- **REQUIREMENTS**
Could you reproduce, word for word, the stretch of the records from the line containing "Annotation task — tag each instance of the flush" through the line containing "pixel 41 213", with both of those lines included?

··· LISTED RECORDS ···

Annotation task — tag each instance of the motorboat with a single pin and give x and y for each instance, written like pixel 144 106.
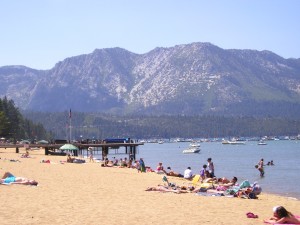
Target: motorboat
pixel 262 143
pixel 191 150
pixel 194 145
pixel 233 142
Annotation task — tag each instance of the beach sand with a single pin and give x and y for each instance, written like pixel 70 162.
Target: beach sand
pixel 90 194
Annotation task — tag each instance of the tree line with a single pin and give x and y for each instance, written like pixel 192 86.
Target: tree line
pixel 101 126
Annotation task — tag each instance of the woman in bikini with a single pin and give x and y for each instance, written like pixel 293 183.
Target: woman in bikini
pixel 9 178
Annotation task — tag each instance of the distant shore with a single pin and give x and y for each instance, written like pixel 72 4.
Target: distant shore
pixel 90 194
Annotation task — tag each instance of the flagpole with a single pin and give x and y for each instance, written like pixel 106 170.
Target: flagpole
pixel 70 118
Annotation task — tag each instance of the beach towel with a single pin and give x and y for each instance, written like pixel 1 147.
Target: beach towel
pixel 297 216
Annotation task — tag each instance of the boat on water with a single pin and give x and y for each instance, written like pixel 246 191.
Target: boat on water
pixel 233 142
pixel 262 143
pixel 194 145
pixel 191 150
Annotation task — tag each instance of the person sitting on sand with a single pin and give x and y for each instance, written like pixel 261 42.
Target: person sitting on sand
pixel 160 169
pixel 9 178
pixel 25 155
pixel 172 173
pixel 225 186
pixel 70 159
pixel 166 189
pixel 188 174
pixel 282 216
pixel 208 177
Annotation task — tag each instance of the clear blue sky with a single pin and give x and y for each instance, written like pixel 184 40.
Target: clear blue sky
pixel 40 33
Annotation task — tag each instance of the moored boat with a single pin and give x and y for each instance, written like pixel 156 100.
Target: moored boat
pixel 191 150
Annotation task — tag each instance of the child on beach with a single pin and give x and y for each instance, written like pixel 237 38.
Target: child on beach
pixel 91 156
pixel 282 216
pixel 211 167
pixel 202 172
pixel 260 167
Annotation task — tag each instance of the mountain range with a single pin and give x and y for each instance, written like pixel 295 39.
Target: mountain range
pixel 189 79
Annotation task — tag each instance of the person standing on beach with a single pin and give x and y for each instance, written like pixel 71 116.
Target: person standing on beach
pixel 211 167
pixel 261 167
pixel 142 165
pixel 91 156
pixel 188 174
pixel 202 172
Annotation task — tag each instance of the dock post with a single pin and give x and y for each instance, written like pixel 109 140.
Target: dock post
pixel 46 151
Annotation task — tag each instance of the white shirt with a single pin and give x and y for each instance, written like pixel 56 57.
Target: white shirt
pixel 188 173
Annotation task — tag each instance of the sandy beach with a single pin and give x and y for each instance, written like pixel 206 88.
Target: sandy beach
pixel 70 193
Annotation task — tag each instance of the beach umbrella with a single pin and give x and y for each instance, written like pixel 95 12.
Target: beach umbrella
pixel 68 147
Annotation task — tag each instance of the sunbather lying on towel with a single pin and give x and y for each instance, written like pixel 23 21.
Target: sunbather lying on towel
pixel 9 178
pixel 282 216
pixel 166 189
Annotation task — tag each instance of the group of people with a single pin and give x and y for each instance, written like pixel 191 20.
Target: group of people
pixel 260 166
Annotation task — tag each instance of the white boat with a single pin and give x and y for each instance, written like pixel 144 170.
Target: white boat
pixel 262 143
pixel 194 145
pixel 191 150
pixel 237 142
pixel 233 142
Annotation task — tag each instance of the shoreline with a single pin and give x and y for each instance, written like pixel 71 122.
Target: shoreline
pixel 90 194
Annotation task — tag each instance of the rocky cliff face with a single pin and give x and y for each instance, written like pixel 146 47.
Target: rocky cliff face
pixel 185 79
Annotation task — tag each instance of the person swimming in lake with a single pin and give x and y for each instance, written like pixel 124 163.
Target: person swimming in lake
pixel 282 216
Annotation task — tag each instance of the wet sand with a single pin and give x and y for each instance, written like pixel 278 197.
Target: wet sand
pixel 90 194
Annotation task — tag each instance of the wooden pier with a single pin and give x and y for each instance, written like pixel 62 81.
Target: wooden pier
pixel 106 149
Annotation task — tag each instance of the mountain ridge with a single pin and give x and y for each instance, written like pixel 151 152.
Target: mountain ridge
pixel 196 78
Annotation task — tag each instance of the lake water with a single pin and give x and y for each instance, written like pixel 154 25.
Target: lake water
pixel 235 160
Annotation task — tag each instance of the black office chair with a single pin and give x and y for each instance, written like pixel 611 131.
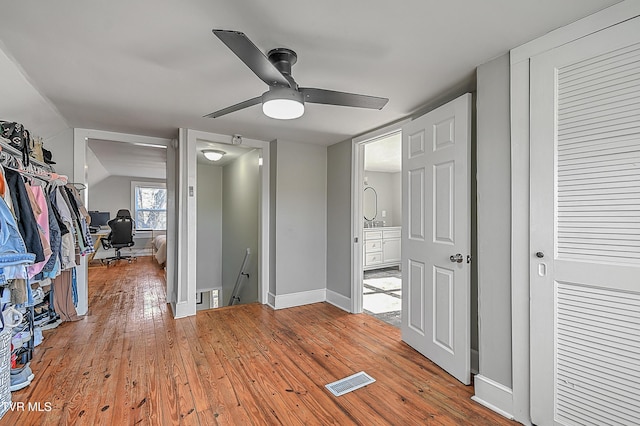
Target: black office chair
pixel 121 236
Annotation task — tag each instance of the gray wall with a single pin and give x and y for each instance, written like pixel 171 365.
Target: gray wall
pixel 494 220
pixel 209 223
pixel 300 217
pixel 61 147
pixel 339 218
pixel 240 218
pixel 387 186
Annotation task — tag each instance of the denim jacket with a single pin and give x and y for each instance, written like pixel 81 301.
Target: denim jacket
pixel 13 252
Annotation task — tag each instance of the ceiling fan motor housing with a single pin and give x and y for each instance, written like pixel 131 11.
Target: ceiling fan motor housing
pixel 283 59
pixel 282 103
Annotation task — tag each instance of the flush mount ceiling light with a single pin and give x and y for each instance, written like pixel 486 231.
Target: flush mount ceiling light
pixel 285 99
pixel 213 154
pixel 282 103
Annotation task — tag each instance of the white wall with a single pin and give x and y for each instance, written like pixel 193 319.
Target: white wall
pixel 387 186
pixel 300 223
pixel 240 218
pixel 23 103
pixel 494 220
pixel 209 223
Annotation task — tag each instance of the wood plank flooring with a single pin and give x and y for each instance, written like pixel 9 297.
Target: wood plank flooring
pixel 129 362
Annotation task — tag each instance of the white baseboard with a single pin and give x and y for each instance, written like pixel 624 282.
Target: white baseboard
pixel 475 361
pixel 271 300
pixel 494 396
pixel 182 310
pixel 282 301
pixel 336 299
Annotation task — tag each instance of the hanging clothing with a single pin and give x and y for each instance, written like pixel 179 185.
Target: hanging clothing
pixel 13 252
pixel 24 216
pixel 41 213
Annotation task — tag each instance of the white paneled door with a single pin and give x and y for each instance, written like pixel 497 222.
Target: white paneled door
pixel 436 236
pixel 585 230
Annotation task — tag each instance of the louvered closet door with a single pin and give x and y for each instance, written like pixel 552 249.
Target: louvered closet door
pixel 585 230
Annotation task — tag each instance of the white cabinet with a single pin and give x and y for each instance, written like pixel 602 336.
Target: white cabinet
pixel 382 247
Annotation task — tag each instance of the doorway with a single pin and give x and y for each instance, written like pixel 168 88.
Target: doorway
pixel 377 213
pixel 146 155
pixel 382 215
pixel 227 219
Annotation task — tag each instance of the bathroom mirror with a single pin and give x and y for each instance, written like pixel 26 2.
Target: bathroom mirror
pixel 370 203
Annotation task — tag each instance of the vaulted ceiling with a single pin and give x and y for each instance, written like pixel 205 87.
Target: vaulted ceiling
pixel 150 67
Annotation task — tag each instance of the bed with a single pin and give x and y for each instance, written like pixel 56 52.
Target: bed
pixel 160 248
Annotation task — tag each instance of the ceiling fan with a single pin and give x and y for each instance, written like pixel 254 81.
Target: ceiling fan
pixel 284 100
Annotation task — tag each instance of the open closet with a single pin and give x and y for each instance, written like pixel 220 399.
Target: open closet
pixel 43 233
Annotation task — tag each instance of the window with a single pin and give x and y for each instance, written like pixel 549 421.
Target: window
pixel 149 205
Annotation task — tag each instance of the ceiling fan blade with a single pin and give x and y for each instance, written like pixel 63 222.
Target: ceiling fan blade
pixel 330 97
pixel 236 107
pixel 248 53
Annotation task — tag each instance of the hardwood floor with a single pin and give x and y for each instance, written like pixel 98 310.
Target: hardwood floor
pixel 129 362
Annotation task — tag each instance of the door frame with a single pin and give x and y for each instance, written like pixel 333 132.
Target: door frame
pixel 80 143
pixel 357 225
pixel 520 184
pixel 189 255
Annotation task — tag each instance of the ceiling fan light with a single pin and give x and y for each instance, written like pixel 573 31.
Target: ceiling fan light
pixel 213 154
pixel 282 104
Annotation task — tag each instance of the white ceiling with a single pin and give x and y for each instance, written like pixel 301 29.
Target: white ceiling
pixel 149 67
pixel 111 158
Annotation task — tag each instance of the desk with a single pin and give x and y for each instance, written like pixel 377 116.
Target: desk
pixel 96 242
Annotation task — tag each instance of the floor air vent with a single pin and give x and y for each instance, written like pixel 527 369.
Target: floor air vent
pixel 350 383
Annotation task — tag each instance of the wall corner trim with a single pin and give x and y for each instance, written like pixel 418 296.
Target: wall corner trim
pixel 282 301
pixel 494 396
pixel 338 300
pixel 183 309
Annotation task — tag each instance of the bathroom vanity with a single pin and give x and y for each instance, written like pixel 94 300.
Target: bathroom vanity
pixel 382 247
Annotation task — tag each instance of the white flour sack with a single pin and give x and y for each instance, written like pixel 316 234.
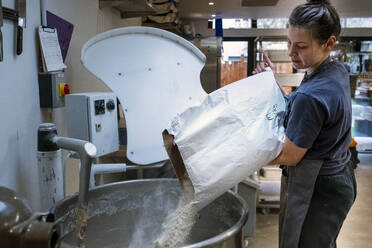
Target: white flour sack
pixel 234 132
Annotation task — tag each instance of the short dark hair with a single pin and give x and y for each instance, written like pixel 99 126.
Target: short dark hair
pixel 319 16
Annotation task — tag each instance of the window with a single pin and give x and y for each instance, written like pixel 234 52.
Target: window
pixel 272 23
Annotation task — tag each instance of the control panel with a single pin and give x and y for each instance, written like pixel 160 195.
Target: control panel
pixel 92 116
pixel 52 89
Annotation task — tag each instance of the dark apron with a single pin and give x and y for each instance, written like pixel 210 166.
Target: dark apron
pixel 295 196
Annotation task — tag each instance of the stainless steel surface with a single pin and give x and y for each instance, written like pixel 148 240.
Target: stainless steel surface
pixel 19 227
pixel 122 213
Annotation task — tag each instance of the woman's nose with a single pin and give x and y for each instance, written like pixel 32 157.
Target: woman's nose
pixel 291 51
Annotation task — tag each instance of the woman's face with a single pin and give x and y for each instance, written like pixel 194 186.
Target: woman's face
pixel 305 52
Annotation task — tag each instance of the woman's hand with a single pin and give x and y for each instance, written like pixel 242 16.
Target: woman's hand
pixel 261 65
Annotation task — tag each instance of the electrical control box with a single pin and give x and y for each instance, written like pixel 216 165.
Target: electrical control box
pixel 93 117
pixel 52 89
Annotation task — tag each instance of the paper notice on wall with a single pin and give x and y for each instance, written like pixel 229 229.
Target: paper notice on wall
pixel 50 50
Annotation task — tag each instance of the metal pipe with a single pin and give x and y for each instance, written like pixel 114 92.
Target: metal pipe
pixel 87 151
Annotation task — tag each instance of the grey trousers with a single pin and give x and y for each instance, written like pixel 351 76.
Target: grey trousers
pixel 313 207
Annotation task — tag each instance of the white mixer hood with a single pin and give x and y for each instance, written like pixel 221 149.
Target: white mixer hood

···

- **RESULT FOR THIS TASK**
Annotation task — tag each instance of the flush mount ceiling light with a single pin and give x and y for each instance, written like pixel 486 231.
Target: flush mount ceiling light
pixel 285 99
pixel 213 154
pixel 282 103
Annotation task — tag each instance of the white wall with a single pin and give x and y for each instance, written like pixel 193 319.
Target: white wall
pixel 387 186
pixel 300 223
pixel 240 218
pixel 23 103
pixel 494 220
pixel 209 223
Annotation task — tag each instance of the wood plank flooring with a single pin and give x and y for each instance, written like pixel 9 297.
Target: wood plank flooring
pixel 129 362
Annotation task — tag each instance of the white baseboard with a single pin and give x and y for each instance, written like pixel 624 282.
Target: white baseboard
pixel 475 361
pixel 271 300
pixel 494 396
pixel 182 310
pixel 282 301
pixel 336 299
Annotation task — tag each instance of the hanging clothing with a single pin and give x and y for each instance, written like pixel 179 185.
Target: hanging clothing
pixel 13 252
pixel 24 216
pixel 41 213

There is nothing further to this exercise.